- Textauszug -

# # # # #

Naja, ich bin der Meinung, Du nimmst sehr wohl über den MainOut auf, denn da hast Du die Leitung zum PC. Das Eingangssignal vom Mikro kommt über den XLR-Anschluß.

Und intern sind Main-Out, ControlRoom, TapeOut und Phones zusammengeschaltet  ( Mainsection )

Ich empfehle Dir, den Aux-Send-Weg an den PC zu stöpseln und dann über den Aux-Regler die Lautstärke zu regeln.

mfg chmee


----------



## Trick17 (9. Mai 2007)

also da steht "CD/TAPE" und dadrunter sind chinch büchsen und von da gehen die kabel zum PC

so bald ich den chinch anschluss an den pc mache (den weißen in den grünen) dann nimmt der PC automatisch die spur (in dem fall das instrumeantal) auf die recording spur mit auf
woran liegt das denn nun?


----------



## chmee (9. Mai 2007)

1. Bitte beachte weiterhin die Netiquette !
2. Versuche doch bitte Gesagtes ! Nimm den Aux-Send als Aufnahmekanal !

mfg chmee


----------



## Trick17 (9. Mai 2007)

bei mir gibt es aux return ist das das selbe?


----------



## chmee (9. Mai 2007)

Nein.

Ein Aux-Weg ist dazu da ein Signal rauszuschicken oder ein Signal ins Summensignal einzuspeisen. Grundsätzlich ist der Aux-Weg für Effekte oder Monitoring gedacht. Und jeder Mixer-Kanal hat einen Aux-Regler, womit das Signal auf diesen Ausgang geroutet werden kann.

# # # # #

- Gegebene Angaben -
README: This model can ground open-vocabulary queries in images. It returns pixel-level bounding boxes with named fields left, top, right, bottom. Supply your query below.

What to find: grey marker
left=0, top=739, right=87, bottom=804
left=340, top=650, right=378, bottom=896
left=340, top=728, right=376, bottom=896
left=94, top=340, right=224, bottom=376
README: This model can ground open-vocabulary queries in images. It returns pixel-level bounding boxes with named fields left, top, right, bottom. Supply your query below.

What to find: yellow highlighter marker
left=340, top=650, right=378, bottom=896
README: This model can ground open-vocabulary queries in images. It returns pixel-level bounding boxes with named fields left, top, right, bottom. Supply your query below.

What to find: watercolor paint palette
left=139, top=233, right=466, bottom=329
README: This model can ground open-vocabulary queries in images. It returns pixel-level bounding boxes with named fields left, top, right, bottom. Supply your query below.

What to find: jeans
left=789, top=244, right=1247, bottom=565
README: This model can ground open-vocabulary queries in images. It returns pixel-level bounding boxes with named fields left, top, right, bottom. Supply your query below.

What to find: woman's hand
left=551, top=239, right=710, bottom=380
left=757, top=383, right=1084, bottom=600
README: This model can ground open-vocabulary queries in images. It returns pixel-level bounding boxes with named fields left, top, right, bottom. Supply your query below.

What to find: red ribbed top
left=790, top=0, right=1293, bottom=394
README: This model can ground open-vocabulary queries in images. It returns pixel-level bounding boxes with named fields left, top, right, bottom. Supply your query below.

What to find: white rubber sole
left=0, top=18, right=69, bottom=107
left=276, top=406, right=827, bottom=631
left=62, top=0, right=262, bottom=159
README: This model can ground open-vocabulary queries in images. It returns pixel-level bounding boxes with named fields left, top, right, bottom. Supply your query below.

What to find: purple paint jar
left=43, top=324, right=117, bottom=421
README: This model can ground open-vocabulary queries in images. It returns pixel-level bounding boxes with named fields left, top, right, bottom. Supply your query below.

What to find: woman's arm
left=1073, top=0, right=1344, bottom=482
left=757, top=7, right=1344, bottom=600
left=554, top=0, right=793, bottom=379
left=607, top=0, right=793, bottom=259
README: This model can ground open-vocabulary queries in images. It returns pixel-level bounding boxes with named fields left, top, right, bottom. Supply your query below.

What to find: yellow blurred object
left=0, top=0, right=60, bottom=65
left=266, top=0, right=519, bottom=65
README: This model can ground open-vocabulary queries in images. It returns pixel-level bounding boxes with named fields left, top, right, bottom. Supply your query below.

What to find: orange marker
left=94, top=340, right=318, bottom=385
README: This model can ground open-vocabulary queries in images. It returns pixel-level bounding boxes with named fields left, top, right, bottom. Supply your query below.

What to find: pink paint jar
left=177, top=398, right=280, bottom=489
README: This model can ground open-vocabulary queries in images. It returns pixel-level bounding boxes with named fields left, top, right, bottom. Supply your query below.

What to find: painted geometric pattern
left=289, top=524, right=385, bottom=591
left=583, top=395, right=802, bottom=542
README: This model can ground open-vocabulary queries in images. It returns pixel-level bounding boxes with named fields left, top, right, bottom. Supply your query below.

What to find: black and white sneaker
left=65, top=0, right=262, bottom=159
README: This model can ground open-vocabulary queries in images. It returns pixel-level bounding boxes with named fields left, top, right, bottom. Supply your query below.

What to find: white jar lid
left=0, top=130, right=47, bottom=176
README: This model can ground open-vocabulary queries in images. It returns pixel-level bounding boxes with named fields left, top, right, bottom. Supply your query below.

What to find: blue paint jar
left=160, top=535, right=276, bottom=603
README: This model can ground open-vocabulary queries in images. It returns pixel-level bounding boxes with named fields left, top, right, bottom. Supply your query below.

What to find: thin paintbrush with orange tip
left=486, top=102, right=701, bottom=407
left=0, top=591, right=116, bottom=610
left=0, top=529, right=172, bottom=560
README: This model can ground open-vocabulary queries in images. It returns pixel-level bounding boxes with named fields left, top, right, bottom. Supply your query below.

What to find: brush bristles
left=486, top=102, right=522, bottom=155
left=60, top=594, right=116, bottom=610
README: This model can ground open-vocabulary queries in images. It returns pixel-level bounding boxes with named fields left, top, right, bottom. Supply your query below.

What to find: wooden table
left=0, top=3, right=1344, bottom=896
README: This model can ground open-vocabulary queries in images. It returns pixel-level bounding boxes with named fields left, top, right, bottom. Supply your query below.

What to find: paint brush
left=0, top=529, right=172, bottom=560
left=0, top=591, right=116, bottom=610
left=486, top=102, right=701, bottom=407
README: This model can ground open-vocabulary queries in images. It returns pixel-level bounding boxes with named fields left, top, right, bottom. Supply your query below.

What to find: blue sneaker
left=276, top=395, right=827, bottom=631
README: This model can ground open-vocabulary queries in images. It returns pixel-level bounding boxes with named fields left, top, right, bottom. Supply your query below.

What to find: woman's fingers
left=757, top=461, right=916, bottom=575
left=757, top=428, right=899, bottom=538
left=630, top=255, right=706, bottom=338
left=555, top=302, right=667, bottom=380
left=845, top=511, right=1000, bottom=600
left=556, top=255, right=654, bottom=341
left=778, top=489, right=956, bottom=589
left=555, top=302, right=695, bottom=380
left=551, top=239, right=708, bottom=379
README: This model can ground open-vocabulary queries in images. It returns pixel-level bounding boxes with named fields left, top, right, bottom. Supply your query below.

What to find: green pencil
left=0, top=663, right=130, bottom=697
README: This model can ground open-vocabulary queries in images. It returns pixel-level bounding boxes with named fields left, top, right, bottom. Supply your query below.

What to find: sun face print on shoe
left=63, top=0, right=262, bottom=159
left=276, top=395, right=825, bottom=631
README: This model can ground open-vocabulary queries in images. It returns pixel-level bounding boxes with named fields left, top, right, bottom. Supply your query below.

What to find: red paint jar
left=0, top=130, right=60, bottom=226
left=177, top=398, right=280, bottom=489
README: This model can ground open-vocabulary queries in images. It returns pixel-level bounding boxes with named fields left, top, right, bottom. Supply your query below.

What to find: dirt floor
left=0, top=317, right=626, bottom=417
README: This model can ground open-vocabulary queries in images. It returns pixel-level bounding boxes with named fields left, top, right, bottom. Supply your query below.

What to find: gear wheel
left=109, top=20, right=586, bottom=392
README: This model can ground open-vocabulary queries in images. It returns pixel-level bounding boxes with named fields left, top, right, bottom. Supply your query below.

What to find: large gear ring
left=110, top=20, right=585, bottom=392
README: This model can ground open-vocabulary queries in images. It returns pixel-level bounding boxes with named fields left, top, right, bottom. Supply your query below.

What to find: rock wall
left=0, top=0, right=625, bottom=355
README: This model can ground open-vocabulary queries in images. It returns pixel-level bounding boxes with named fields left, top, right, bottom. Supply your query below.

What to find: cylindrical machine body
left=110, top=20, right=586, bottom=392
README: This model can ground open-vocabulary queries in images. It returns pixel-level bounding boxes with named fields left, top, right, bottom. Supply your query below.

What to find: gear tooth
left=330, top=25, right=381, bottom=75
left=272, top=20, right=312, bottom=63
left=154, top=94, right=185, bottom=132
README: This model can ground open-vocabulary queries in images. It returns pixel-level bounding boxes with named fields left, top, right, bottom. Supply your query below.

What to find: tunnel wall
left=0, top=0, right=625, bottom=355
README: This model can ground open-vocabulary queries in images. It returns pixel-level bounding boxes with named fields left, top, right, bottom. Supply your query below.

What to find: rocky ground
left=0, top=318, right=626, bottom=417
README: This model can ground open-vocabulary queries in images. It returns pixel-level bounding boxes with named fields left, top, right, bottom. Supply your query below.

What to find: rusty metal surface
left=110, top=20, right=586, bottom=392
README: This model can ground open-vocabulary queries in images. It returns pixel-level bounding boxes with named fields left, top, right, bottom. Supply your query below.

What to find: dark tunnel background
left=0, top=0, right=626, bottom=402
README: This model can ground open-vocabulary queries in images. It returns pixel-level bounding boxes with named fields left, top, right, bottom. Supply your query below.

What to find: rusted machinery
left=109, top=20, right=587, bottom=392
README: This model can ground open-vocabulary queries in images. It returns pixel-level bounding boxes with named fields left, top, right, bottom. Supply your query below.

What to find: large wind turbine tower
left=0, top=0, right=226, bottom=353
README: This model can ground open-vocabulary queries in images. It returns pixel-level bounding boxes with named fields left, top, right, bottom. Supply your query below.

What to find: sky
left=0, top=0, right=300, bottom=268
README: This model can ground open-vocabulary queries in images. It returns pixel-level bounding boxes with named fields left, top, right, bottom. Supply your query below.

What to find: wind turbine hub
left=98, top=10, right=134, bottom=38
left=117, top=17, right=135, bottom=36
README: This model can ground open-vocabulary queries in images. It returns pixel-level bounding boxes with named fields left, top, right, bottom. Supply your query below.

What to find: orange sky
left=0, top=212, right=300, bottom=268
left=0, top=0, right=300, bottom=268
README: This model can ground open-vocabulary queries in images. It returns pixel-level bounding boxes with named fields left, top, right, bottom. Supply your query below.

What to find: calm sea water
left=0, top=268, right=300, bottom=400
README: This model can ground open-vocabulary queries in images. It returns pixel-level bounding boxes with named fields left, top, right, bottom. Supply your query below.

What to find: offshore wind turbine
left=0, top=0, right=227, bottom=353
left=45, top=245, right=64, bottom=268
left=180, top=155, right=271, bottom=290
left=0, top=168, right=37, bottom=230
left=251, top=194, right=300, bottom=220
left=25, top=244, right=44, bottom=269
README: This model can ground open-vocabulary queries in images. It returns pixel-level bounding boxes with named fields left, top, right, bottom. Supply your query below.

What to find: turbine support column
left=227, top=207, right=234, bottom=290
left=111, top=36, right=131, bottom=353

# # # # #

- Aufgabe -
Übersetze den Satz „Grundsätzlich ist der Aux-Weg für Effekte oder Monitoring gedacht.“ aus dem Textauszug ins Englische. Die Einträge braucht man hier nicht.

- Lösung -
Basically, the aux path is meant for effects or monitoring.